**EXERCISE**
Would you return every entry, exactly as it is written?

**Items from a dataset**
*** Block opens ***
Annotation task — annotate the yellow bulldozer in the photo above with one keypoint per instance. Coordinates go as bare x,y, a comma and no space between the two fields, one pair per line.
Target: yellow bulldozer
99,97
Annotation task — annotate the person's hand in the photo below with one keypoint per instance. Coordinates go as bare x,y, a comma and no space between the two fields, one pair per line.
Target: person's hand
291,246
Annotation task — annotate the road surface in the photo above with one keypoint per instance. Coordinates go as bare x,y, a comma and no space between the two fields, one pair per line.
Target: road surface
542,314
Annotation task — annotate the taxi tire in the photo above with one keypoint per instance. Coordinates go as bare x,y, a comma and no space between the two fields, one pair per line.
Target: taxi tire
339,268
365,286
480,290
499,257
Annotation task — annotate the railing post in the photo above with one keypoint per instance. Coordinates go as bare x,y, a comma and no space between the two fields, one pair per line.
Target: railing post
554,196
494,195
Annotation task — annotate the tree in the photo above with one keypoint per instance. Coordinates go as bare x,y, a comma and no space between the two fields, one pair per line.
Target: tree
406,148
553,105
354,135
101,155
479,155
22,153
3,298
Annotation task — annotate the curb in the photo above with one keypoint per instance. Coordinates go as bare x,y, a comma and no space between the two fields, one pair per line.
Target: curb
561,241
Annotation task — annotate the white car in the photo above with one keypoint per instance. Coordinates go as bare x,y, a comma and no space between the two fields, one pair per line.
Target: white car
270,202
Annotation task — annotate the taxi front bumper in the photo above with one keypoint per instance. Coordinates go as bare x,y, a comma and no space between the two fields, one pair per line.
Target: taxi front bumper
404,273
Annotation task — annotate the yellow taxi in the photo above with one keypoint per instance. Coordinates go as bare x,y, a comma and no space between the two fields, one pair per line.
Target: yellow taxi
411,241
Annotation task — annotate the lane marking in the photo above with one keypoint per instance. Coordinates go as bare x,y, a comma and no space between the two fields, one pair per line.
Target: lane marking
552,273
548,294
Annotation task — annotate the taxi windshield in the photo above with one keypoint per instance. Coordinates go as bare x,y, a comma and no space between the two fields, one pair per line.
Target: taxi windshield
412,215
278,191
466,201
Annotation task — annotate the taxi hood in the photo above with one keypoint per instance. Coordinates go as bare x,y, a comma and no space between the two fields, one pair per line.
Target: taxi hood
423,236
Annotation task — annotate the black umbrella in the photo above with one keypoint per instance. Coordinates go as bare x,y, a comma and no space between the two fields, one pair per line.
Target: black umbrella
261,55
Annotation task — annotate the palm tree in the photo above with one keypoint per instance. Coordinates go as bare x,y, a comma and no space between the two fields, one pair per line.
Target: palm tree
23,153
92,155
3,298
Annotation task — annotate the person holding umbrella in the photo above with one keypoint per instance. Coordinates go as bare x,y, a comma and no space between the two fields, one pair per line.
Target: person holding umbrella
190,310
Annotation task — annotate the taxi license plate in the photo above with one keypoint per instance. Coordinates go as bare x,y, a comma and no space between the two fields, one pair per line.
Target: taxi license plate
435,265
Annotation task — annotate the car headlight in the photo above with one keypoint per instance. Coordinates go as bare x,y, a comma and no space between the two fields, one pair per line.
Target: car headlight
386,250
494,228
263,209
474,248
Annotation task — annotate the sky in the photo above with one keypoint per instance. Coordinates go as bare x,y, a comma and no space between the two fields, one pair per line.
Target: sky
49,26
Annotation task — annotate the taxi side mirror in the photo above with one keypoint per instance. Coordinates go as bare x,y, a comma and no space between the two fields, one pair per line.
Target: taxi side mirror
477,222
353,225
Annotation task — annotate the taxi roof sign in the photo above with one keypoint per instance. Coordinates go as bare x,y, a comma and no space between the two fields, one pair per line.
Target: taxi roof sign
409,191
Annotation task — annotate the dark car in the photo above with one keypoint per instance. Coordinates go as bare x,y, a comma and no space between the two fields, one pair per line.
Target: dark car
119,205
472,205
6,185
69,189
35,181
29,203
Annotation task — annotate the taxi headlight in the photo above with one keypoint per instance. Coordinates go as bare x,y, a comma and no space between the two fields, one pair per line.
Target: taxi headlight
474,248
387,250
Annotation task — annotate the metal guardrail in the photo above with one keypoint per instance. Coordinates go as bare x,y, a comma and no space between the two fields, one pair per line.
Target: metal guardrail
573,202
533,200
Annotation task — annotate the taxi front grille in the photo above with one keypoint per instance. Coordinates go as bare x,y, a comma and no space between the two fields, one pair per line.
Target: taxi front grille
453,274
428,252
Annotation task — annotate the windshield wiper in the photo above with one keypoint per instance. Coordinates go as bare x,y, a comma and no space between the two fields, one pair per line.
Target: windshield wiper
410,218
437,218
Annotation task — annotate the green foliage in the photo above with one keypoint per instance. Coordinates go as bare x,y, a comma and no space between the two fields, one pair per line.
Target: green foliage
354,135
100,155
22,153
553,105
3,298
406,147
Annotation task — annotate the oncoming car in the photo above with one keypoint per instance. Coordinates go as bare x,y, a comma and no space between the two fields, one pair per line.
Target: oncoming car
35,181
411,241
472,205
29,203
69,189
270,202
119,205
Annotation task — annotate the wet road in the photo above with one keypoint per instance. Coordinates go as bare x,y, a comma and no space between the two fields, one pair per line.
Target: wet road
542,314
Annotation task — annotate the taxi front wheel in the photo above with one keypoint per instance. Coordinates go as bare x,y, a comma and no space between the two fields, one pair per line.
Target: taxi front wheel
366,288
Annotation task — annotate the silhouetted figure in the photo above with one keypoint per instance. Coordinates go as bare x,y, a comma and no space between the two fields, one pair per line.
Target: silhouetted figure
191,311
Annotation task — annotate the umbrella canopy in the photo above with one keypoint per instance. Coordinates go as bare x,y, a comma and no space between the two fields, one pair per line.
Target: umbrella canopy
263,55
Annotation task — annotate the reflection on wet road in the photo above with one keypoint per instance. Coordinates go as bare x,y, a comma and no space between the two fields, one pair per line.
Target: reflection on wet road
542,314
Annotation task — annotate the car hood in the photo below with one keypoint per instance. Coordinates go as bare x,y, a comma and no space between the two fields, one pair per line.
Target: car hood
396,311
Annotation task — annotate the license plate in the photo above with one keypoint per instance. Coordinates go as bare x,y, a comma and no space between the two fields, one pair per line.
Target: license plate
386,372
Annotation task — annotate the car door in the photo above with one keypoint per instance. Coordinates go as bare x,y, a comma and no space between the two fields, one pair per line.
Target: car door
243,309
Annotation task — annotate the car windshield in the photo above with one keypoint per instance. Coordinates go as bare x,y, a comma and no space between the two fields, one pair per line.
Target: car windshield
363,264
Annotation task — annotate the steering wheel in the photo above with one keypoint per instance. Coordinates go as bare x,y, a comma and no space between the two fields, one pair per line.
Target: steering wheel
*** Block closes ***
**THE ANSWER**
Annotation task — annotate the yellow bulldozer in the photo above with one keypoint per instance. Coordinates go as bare x,y, a comma and no space between the two fields, one pair per line.
Target: yellow bulldozer
99,97
Annotation task — annotate the person's hand in the photo below with one keypoint per instance. Coordinates go as bare x,y, a comma and no space between the two fields, one pair per line.
Target: person's hand
291,246
Annotation task — annotate the road surface in the photo above with one keypoint per instance. Coordinates go as bare x,y, a comma and no space between the two fields, one pair per line.
Target: road surface
542,314
Annotation task — annotate the taxi tire in the photo above with one keypoint per instance. Coordinates go as bare x,y, a comma and no space between the two fields, one pair per line.
Target: taxi tire
339,268
365,286
480,290
499,257
Annotation task — annotate the railing post in the photo above with one keypoint per instance. Coordinates go as bare x,y, a comma and no space between the two fields, one pair per line.
Target: railing post
554,196
494,195
Annotation task — annotate the tree in the photo above with one keypoint per instance. Coordinates go as bare x,y, a comma and no space between the two fields, one pair per line.
Target: tree
406,148
553,105
354,135
101,155
479,155
22,153
3,298
Annotation task — annotate the curb in the photo above with one keypoint per instance. Coordinates go as bare x,y, a comma and no space between the two fields, one pair per line.
Target: curb
561,241
Annotation task — annotate the white car in the photo above with one keypoint per instance. Coordinates go as bare x,y, a comma and no space between the two fields, one pair per line.
Target: white car
270,202
Annotation task — annotate the taxi front bumper in the photo above with one keypoint per instance. Coordinates go as bare x,y, a comma and no space between the two fields, one pair per line.
Target: taxi front bumper
404,273
Annotation task — annotate the yellow taxi in the photo above with one keypoint per instance. Coordinates go as bare x,y, a comma and no space between the two fields, one pair per line.
Target: yellow taxi
411,241
Annotation task — annotate the lane marking in the photo above with one keypoint per instance. Coordinates go as bare x,y, a comma and no space between the two fields, one pair per line.
Target: lane marking
552,273
548,294
Annotation task — annotate the taxi windshield in the photo above with one keypoint per instance. Coordinates go as bare x,y, a comma and no space between the two fields, one pair per line.
Target: taxi windshield
412,215
278,191
466,201
Annotation task — annotate the taxi hood in the photo above with one keypoint per instance. Coordinates go as bare x,y, a comma and no space between the two fields, one pair per line.
Target: taxi hood
423,236
Annotation task — annotate the black umbrella in the photo above with one keypoint per instance. Coordinates go as bare x,y, a comma and no space between the two fields, one pair per line.
Target: black umbrella
261,55
Annotation task — annotate the palm tree in the photo above with one keypoint per instance. Coordinates go as bare x,y, a comma and no space between the two fields, one pair per line.
Target: palm tree
23,153
92,155
3,298
Annotation task — annotate the person holding umbrella in the photo above with one keypoint per instance. Coordinates go as bare x,y, a comma and no space between the two fields, one pair per line.
Target: person holding umbrella
190,310
Annotation task — annotate the taxi license plate in the photo above with one keypoint per instance. Coordinates go as bare x,y, a comma and no space between the two fields, one pair per line.
Target: taxi license plate
435,265
Annotation task — annotate the car headlight in the photo above with one keypoint per instance. Coordinates go as bare x,y, a comma and no space between the two fields, one pair per line.
Target: car headlight
386,250
494,228
263,209
474,248
Annotation task — annotate the sky in the photo above with one keypoint per instance. Coordinates go as bare x,y, a comma and no space between the two fields, one pair per line.
Target: sky
49,26
Annotation task — annotate the taxi side mirror in the photo above with one keypoint per instance. Coordinates go as bare x,y, a comma and no space between the two fields, one pair per line.
Target: taxi side mirror
477,222
353,225
Annotation task — annotate the taxi roof sign in the photo above with one keypoint per instance. Coordinates go as bare x,y, a comma and no space between the two fields, one pair per line.
Target: taxi roof sign
409,191
Annotation task — annotate the dark car in the photo above with one keypoint per instance. Coordinates go as bare x,y, a comma and no space between the two fields, one pair per line.
Target: dark car
119,205
472,205
6,185
69,189
35,181
29,203
Annotation task — annotate the taxi headlight in the photo above with one keypoint per instance. Coordinates go as bare x,y, a comma and no space between the two fields, one pair per line.
Target: taxi headlight
474,248
387,250
Annotation task — annotate the metal guardrail in the photo above with one keypoint per instance. Coordinates go as bare x,y, a comma and no space between the two fields, one pair per line.
Target: metal guardrail
573,202
533,200
Annotation task — annotate the taxi front grille in the photo above with one keypoint per instance. Coordinates go as bare x,y, a comma and no space between the two fields, one pair per line.
Target: taxi front grille
453,274
428,252
Annotation task — annotate the windshield wiper in the photo above with one keypoint per instance. Coordinates go as bare x,y, a comma and no space between the two fields, one pair per line.
Target: windshield wiper
410,218
437,218
Annotation task — annotate the green foliage in the photo above with one keypoint per instance. Coordinates go as bare x,y, a comma and no space between the two fields, one pair per line.
Target: green foliage
354,135
100,155
22,153
553,105
3,298
406,147
Annotation task — annotate the oncoming car in the photo above with one keypoint per instance. Coordinates go as bare x,y, a comma and no space between the two fields, one pair per line.
Target: oncoming car
35,181
411,241
472,205
29,203
69,189
270,202
119,205
Annotation task — annotate the wet road in the photo above with one keypoint per instance. Coordinates go as bare x,y, a comma and no space between the two fields, one pair per line.
Target: wet road
542,314
Annotation task — annotate the taxi front wheel in the photo above with one keypoint per instance. Coordinates go as bare x,y, a comma and no space between the two fields, one pair per line.
Target: taxi front wheel
366,288
Annotation task — annotate the silhouetted figure in the photo above with one keypoint per instance. Coordinates go as bare x,y, a comma and no space between the two fields, one pair per line.
Target: silhouetted figure
191,311
Annotation task — annotate the umbrella canopy in the photo above with one keypoint per instance. Coordinates go as bare x,y, a comma and no space between the two fields, one pair per line.
Target: umbrella canopy
263,55
Annotation task — annotate the reflection on wet road in the photo above with one keypoint per instance. Coordinates go as bare x,y, a comma and no space between the two fields, one pair per line.
Target: reflection on wet road
542,314
Annotation task — annotate the car hood in the photo below with one keypoint per instance. Coordinates go as bare x,y, a comma and no space between the two fields, one pair per line.
Target: car hood
396,311
Annotation task — annotate the license plate in the photo above with one keypoint per instance. Coordinates go as bare x,y, a comma and no space between the two fields, one pair per line.
Target: license plate
386,372
Annotation task — annotate the car door in the photo above with one keypoint per instance. Coordinates go as bare x,y, a comma and no space between the two fields, one pair per line.
Target: car door
243,309
Annotation task — annotate the car windshield in the photo above with one keypoint per instance. Coordinates go as bare x,y, a comma and no space between the two fields, one pair per line.
Target: car windshield
363,264
Annotation task — annotate the steering wheel in the photo above with one keypoint per instance. Coordinates go as bare x,y, a comma and no space between the two fields, one pair per line.
Target: steering wheel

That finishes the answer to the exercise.